■ **Job A**
Render this sentence from the 1998 South Carolina Gamecocks football text below into Spanish: "The team played home games at Williams–Brice Stadium in Columbia, South Carolina."
■ **Job B**
In the 1998 South Carolina Gamecocks football text below, reproduce the passage from "- Conference: Southeastern" to "Reedy (1st season)".

■ **Document text**
- Conference: Southeastern Conference
- Eastern Division
- Record: 1–10 (0–8 SEC)
- Head coach: Brad Scott (5th season);
- Offensive coordinator: Chuck Reedy (1st season)
- Offensive scheme: Pro set
- Defensive coordinator: Wally Burnham (5th season)
- Base defense: 4–3
- Home stadium: Williams–Brice Stadium

= 1998 South Carolina Gamecocks football team =

American college football season

The 1998 South Carolina Gamecocks football team represented the University of South Carolina as a member of the Eastern Division of the Southeastern Conference (SEC) during the 1998 NCAA Division I-A football season. Led by Brad Scott in his final season as head coach, the Gamecocks compiled an overall record of 1–10 with a mark of 0–8 in conference play, placing last out of six teams in the SEC's Eastern Division. The team played home games at Williams–Brice Stadium in Columbia, South Carolina.

■ **Data excerpt**
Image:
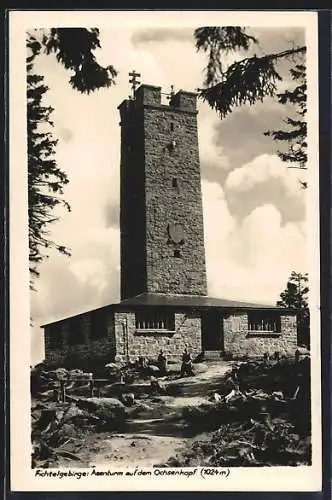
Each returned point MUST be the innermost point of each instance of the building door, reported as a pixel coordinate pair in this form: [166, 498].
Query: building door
[212, 331]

■ **Worked solution A**
El equipo jugó sus partidos como local en el Williams–Brice Stadium, en Columbia, Carolina del Sur.

■ **Worked solution B**
- Conference: Southeastern Conference
- Eastern Division
- Record: 1–10 (0–8 SEC)
- Head coach: Brad Scott (5th season);
- Offensive coordinator: Chuck Reedy (1st season)